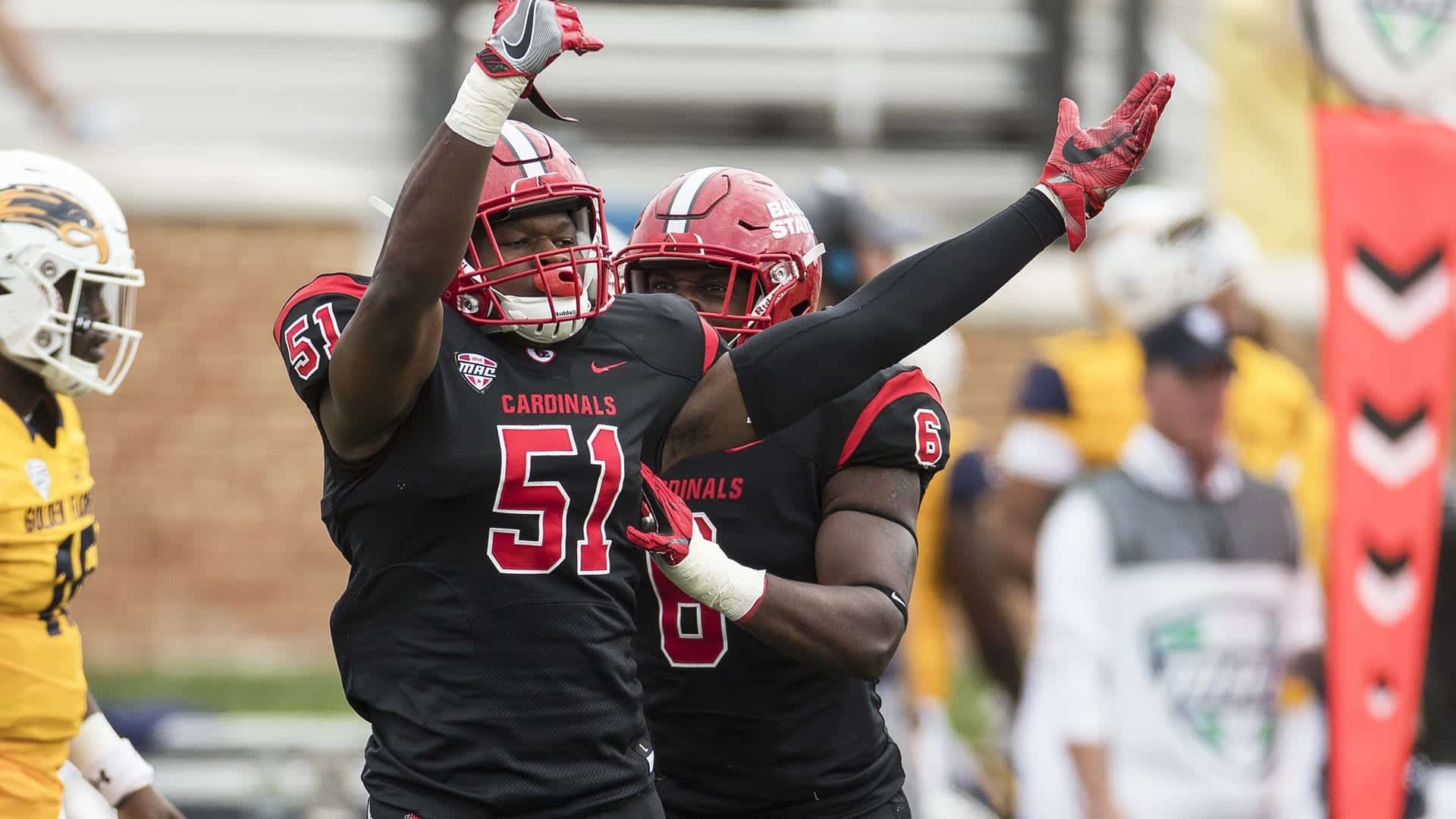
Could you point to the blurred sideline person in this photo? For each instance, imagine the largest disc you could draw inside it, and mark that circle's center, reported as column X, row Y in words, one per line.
column 67, row 289
column 19, row 60
column 859, row 240
column 1169, row 601
column 1438, row 739
column 1079, row 398
column 943, row 777
column 826, row 506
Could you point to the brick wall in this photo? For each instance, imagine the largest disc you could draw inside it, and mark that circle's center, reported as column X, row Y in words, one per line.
column 209, row 468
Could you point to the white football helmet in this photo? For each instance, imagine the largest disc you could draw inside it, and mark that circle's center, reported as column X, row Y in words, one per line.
column 1164, row 248
column 67, row 276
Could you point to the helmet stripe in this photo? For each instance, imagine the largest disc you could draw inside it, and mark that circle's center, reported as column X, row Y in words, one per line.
column 525, row 149
column 682, row 206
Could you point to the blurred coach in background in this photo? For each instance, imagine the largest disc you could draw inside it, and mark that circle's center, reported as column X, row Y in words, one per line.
column 1169, row 599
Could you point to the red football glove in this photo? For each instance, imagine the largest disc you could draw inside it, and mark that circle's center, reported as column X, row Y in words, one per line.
column 1087, row 167
column 666, row 518
column 528, row 37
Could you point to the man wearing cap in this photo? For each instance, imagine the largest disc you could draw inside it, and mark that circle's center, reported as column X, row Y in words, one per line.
column 1169, row 599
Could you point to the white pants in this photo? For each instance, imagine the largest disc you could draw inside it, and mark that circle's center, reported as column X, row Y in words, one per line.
column 1046, row 781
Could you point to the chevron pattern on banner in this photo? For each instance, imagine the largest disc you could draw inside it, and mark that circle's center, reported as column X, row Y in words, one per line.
column 1388, row 366
column 1398, row 302
column 1386, row 586
column 1394, row 449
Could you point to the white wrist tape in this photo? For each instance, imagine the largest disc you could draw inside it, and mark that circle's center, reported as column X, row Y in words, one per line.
column 108, row 761
column 715, row 579
column 1052, row 196
column 482, row 105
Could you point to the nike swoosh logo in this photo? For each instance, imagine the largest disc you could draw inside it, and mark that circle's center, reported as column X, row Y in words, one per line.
column 1079, row 156
column 519, row 49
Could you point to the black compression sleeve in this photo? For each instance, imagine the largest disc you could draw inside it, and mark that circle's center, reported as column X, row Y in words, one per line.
column 792, row 368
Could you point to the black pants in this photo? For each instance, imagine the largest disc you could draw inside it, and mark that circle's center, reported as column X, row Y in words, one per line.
column 645, row 806
column 897, row 808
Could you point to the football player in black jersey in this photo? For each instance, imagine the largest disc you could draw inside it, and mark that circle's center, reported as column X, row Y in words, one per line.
column 485, row 403
column 775, row 713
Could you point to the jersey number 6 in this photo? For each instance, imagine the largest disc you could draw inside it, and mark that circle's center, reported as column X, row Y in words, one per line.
column 693, row 635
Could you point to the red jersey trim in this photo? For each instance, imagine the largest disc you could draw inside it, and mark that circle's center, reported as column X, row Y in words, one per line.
column 335, row 283
column 912, row 382
column 710, row 343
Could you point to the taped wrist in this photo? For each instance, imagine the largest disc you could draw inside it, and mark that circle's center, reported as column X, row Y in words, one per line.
column 717, row 580
column 781, row 371
column 482, row 105
column 108, row 761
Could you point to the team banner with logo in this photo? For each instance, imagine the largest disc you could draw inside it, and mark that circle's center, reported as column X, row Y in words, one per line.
column 1389, row 246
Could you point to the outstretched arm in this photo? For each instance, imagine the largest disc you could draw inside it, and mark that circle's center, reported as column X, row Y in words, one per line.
column 865, row 553
column 781, row 373
column 852, row 618
column 391, row 346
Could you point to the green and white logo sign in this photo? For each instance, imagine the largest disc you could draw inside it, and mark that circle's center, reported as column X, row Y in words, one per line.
column 1216, row 667
column 1410, row 28
column 1391, row 53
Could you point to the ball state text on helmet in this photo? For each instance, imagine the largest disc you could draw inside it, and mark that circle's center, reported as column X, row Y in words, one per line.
column 786, row 219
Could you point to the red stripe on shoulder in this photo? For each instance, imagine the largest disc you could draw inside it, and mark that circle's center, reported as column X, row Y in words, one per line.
column 710, row 343
column 337, row 283
column 910, row 382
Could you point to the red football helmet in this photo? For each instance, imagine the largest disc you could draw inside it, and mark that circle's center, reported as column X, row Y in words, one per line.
column 530, row 174
column 739, row 221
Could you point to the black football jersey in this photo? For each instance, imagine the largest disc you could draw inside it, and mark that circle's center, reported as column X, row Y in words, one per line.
column 487, row 626
column 739, row 727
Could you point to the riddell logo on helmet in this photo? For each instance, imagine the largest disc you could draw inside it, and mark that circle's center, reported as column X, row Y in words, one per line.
column 786, row 218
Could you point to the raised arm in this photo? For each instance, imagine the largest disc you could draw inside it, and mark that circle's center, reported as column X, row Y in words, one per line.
column 780, row 375
column 392, row 341
column 865, row 554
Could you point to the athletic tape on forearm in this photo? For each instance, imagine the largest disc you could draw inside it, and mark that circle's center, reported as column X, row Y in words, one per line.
column 781, row 371
column 108, row 761
column 482, row 105
column 717, row 580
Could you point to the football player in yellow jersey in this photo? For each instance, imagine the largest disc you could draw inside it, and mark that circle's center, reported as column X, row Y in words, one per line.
column 67, row 286
column 1081, row 395
column 943, row 777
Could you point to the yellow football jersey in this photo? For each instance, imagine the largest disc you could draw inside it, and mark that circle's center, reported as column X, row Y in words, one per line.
column 1101, row 375
column 1088, row 385
column 47, row 548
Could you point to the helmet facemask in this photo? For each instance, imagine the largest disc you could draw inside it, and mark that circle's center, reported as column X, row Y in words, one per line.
column 770, row 279
column 568, row 284
column 71, row 322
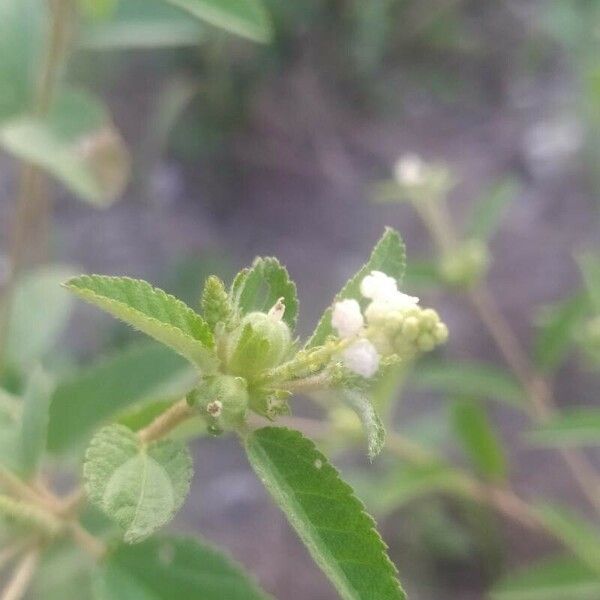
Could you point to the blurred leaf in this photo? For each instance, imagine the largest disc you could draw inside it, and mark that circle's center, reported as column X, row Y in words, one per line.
column 93, row 395
column 406, row 483
column 479, row 439
column 259, row 287
column 76, row 143
column 561, row 578
column 468, row 379
column 573, row 427
column 22, row 25
column 555, row 331
column 389, row 256
column 142, row 24
column 247, row 18
column 153, row 312
column 369, row 419
column 491, row 208
column 329, row 519
column 170, row 568
column 39, row 315
column 141, row 487
column 34, row 420
column 581, row 536
column 590, row 270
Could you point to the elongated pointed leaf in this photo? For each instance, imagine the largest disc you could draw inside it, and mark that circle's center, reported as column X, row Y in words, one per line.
column 152, row 311
column 389, row 256
column 170, row 568
column 479, row 440
column 562, row 578
column 259, row 287
column 140, row 487
column 75, row 142
column 91, row 396
column 575, row 427
column 327, row 516
column 34, row 421
column 581, row 536
column 244, row 17
column 469, row 379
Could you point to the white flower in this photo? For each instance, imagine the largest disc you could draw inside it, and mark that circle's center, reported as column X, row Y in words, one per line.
column 361, row 358
column 347, row 318
column 410, row 170
column 378, row 285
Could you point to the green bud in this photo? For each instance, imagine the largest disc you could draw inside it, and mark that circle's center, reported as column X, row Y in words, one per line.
column 425, row 342
column 216, row 306
column 260, row 342
column 410, row 328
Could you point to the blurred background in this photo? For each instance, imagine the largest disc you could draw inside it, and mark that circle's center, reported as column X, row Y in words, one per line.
column 242, row 149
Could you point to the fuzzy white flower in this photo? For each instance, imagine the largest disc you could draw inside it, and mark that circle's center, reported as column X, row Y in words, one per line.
column 361, row 358
column 410, row 170
column 378, row 285
column 347, row 318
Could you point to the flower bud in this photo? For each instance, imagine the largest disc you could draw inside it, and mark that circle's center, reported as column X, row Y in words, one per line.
column 260, row 342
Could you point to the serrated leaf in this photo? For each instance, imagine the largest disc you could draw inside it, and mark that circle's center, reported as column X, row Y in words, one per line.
column 561, row 578
column 152, row 311
column 34, row 421
column 247, row 18
column 388, row 256
column 140, row 487
column 578, row 534
column 75, row 142
column 478, row 438
column 490, row 209
column 170, row 568
column 39, row 315
column 574, row 427
column 369, row 418
column 323, row 510
column 469, row 379
column 259, row 287
column 92, row 395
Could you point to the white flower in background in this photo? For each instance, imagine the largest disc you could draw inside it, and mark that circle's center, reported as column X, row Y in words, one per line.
column 361, row 358
column 409, row 170
column 347, row 319
column 378, row 285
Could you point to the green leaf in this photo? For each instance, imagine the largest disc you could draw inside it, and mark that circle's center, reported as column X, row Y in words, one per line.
column 142, row 24
column 139, row 486
column 581, row 536
column 259, row 287
column 170, row 568
column 34, row 421
column 469, row 379
column 491, row 208
column 574, row 427
column 152, row 311
column 91, row 396
column 388, row 256
column 247, row 18
column 75, row 142
column 478, row 438
column 560, row 578
column 327, row 516
column 369, row 418
column 556, row 326
column 39, row 315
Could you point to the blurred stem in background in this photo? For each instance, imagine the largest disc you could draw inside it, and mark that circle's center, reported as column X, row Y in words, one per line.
column 29, row 231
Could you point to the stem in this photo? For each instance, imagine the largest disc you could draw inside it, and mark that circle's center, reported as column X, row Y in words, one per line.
column 18, row 584
column 166, row 422
column 32, row 210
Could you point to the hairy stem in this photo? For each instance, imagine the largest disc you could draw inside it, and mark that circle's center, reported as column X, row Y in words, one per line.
column 19, row 582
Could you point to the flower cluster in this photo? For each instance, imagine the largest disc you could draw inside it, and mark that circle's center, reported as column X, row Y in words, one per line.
column 393, row 324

○ ○ ○ ○ ○

## WRITTEN INSTRUCTION
Reproduce the data verbatim, from the line with "Could you point to the red football glove" up to and including the line with "column 897, row 808".

## RESULT OF THIS TASK
Could you point to the red football glove in this photo? For each instance, imagine the largest disc you could draw inside it, and mark that circle's center, reported as column X, row Y in words, one per line.
column 1087, row 167
column 666, row 518
column 528, row 37
Could you point to the man wearing cap in this photo? For each instance, imagine the largest disc you could draw inside it, and mark that circle's center, reported as column X, row Y in words, one per line.
column 1169, row 599
Could you point to the white pants in this photo? For each instance, imagine the largest disc you could draw inside it, and mark that circle's center, reported as column X, row Y in words, one per line.
column 1046, row 781
Could you point to the chevron pattern on banner in this photo? For each instance, imagine the largest disc you could draw inside it, and mark that circle's center, reported as column X, row Y in words, one per line.
column 1388, row 366
column 1398, row 302
column 1386, row 586
column 1394, row 449
Could you point to the white wrist tape in this photo? For each instance, imagine the largest disc you could draw inside it, and mark that circle's center, reported as column X, row Y in words, one per line.
column 108, row 761
column 715, row 579
column 1052, row 196
column 482, row 105
Could you point to the nike swoosh logo in this photo? For each instance, imagine the largest disc you could draw inside it, and mark that circle's center, reported as column X, row Y in words, one per line.
column 1079, row 156
column 519, row 49
Could you point to the black compression sleeve in this photo? For each instance, imagine the largest disc you could draw inside it, and mark that circle's center, reported as column X, row Y in words, one per line.
column 792, row 368
Could you point to the black pants in this photo? For each instance, imagine the largest disc you could draw inside it, and mark that circle's center, reported as column X, row Y in words, one per line.
column 645, row 806
column 897, row 808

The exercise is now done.